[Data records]
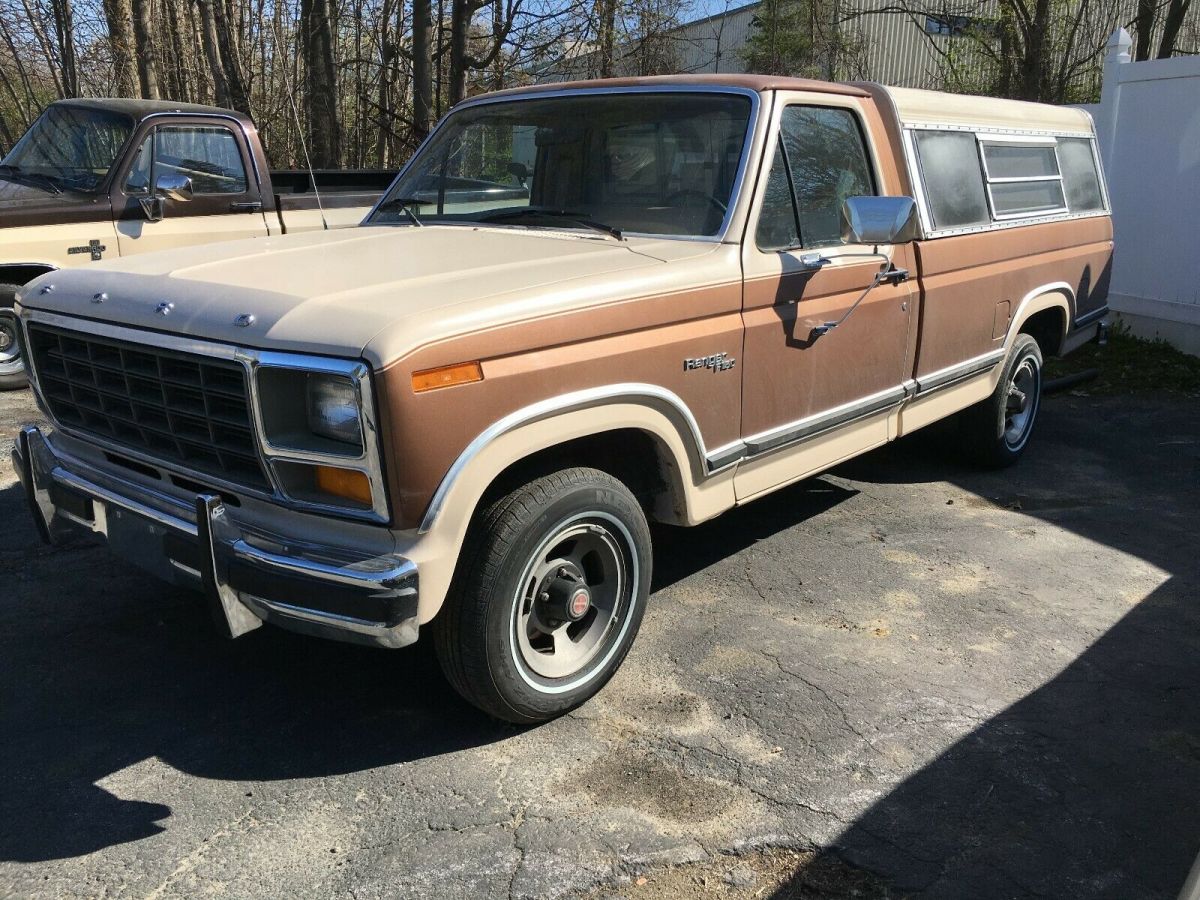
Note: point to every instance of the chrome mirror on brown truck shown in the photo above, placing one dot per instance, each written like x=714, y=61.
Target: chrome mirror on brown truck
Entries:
x=879, y=220
x=169, y=186
x=174, y=187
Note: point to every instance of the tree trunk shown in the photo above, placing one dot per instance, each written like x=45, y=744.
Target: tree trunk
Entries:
x=119, y=16
x=321, y=83
x=231, y=59
x=1144, y=28
x=1175, y=13
x=460, y=22
x=143, y=34
x=607, y=37
x=213, y=52
x=64, y=25
x=423, y=67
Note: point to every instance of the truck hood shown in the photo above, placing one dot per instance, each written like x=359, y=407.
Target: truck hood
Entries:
x=373, y=292
x=27, y=204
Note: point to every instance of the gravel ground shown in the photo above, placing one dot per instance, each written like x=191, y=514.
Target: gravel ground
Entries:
x=903, y=678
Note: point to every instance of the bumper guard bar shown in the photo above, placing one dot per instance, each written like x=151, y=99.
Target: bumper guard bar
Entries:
x=247, y=577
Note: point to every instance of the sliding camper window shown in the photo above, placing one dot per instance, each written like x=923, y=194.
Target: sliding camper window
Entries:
x=976, y=180
x=1023, y=178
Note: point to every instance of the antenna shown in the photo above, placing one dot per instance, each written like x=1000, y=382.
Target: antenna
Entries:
x=295, y=114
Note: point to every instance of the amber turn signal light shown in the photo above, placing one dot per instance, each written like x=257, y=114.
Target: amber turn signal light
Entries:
x=343, y=483
x=447, y=376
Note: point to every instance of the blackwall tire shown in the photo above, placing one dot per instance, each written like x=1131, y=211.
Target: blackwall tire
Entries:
x=996, y=431
x=12, y=367
x=507, y=637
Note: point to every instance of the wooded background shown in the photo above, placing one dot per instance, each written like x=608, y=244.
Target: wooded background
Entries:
x=369, y=78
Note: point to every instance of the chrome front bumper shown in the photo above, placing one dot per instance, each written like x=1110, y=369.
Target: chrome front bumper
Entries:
x=249, y=577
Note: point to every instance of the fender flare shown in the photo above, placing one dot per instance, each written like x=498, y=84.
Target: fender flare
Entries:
x=1054, y=295
x=695, y=495
x=642, y=407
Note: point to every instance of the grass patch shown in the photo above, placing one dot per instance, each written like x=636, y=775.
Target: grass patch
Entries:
x=1132, y=365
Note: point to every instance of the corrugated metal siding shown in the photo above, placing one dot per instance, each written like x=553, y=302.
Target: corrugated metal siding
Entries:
x=895, y=48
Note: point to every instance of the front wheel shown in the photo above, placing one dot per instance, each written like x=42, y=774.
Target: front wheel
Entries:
x=549, y=595
x=12, y=366
x=996, y=431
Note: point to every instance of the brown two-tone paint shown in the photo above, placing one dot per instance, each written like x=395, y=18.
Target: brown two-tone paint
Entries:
x=645, y=340
x=964, y=279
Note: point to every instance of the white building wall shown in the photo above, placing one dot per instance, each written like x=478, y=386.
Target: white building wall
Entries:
x=1149, y=126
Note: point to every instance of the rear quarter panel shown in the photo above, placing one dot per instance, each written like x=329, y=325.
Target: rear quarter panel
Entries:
x=965, y=279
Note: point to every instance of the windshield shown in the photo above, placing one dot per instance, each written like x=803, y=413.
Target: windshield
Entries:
x=69, y=148
x=651, y=163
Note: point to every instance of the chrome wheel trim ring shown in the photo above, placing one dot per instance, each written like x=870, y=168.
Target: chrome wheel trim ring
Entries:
x=10, y=355
x=592, y=661
x=1026, y=381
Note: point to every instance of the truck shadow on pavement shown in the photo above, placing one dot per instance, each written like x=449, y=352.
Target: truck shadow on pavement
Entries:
x=117, y=667
x=1090, y=785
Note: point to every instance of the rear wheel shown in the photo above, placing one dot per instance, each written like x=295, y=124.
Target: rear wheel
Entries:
x=12, y=366
x=996, y=431
x=549, y=595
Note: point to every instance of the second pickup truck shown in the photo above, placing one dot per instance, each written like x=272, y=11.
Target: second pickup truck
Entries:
x=95, y=179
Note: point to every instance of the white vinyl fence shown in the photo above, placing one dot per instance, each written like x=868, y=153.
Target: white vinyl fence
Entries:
x=1149, y=127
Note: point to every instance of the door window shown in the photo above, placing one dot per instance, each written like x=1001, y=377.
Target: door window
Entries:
x=822, y=157
x=207, y=154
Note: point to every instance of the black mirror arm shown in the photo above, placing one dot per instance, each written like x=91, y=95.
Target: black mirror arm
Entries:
x=888, y=273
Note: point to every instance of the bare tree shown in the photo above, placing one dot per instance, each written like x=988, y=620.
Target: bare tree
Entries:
x=321, y=82
x=119, y=15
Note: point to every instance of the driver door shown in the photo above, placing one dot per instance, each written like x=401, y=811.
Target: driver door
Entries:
x=805, y=391
x=226, y=204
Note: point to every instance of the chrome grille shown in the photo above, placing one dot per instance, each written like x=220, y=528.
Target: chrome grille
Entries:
x=177, y=407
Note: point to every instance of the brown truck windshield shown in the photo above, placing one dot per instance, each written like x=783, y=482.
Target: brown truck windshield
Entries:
x=69, y=148
x=641, y=162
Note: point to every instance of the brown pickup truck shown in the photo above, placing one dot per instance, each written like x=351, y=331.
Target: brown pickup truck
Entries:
x=95, y=179
x=462, y=417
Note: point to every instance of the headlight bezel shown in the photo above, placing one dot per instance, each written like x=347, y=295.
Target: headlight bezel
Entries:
x=292, y=453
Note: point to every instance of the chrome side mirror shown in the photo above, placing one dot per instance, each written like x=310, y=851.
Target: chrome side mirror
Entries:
x=879, y=220
x=174, y=187
x=166, y=187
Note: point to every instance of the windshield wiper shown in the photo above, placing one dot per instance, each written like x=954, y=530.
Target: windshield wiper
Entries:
x=405, y=204
x=37, y=178
x=568, y=215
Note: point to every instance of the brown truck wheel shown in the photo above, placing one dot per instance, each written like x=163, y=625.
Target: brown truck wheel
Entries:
x=996, y=431
x=549, y=595
x=12, y=367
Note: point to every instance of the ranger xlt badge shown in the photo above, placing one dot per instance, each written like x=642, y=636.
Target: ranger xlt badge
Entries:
x=718, y=363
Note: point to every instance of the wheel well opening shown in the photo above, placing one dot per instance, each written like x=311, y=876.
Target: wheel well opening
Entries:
x=634, y=457
x=1047, y=328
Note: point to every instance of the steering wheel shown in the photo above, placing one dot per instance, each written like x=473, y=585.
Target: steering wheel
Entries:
x=706, y=197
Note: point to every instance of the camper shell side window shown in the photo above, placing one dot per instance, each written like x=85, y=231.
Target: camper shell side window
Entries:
x=975, y=179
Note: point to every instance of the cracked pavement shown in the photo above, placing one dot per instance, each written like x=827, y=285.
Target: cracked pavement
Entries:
x=965, y=683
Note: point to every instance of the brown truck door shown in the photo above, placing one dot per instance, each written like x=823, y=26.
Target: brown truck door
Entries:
x=226, y=198
x=799, y=274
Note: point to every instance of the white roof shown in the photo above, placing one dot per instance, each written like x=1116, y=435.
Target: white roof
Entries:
x=918, y=107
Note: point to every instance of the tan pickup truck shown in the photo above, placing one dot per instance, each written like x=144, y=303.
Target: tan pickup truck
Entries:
x=463, y=415
x=95, y=179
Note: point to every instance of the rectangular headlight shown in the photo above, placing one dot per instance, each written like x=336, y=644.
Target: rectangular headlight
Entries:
x=317, y=431
x=334, y=412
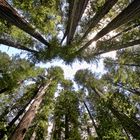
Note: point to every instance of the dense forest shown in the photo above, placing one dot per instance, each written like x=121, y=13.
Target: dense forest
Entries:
x=40, y=103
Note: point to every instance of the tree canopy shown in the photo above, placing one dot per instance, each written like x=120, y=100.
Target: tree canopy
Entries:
x=40, y=103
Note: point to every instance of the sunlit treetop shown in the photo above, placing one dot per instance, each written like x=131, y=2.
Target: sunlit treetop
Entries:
x=69, y=29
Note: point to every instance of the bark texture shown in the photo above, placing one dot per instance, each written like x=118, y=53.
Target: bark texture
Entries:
x=8, y=13
x=22, y=127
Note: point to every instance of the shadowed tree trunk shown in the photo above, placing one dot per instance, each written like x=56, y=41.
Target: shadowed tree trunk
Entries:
x=10, y=124
x=3, y=90
x=25, y=122
x=76, y=14
x=128, y=123
x=8, y=13
x=100, y=49
x=16, y=45
x=99, y=15
x=130, y=13
x=66, y=127
x=124, y=31
x=94, y=124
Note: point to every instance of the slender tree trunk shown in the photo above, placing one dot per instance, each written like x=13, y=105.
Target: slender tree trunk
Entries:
x=8, y=13
x=66, y=127
x=16, y=45
x=10, y=124
x=94, y=124
x=27, y=119
x=76, y=14
x=3, y=90
x=128, y=123
x=128, y=14
x=124, y=31
x=99, y=50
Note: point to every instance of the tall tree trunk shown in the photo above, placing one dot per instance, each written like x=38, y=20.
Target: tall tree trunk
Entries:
x=128, y=123
x=10, y=124
x=16, y=45
x=99, y=50
x=99, y=15
x=4, y=90
x=8, y=13
x=76, y=14
x=128, y=14
x=66, y=127
x=94, y=124
x=27, y=119
x=124, y=31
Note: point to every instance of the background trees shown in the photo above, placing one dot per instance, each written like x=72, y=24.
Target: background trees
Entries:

• _TASK STATEMENT_: The lines above from the one containing "Note: point to every instance of the antenna" through the one containing "Target: wooded background" are to be set down exactly, and no others.

• _OUTPUT BELOW_:
Note: point to every instance of the antenna shown in the photo above, placing one dot per instance, each written like x=1000, y=382.
Target: antenna
Entries:
x=295, y=114
Note: point to every instance of the amber turn signal light shown in the photo above, placing one dot per instance, each written like x=257, y=114.
Target: amber turn signal light
Entries:
x=343, y=483
x=447, y=376
Note: point to every instance of the blackwall tire shown in the photo above, placing one dot per instance, each written like x=1131, y=211.
Target: blackwall tire
Entries:
x=996, y=431
x=12, y=367
x=507, y=637
Note: point to every instance of the wooded background shown in the photo above, placing one dot per instance, each written like x=608, y=244.
Target: wooded background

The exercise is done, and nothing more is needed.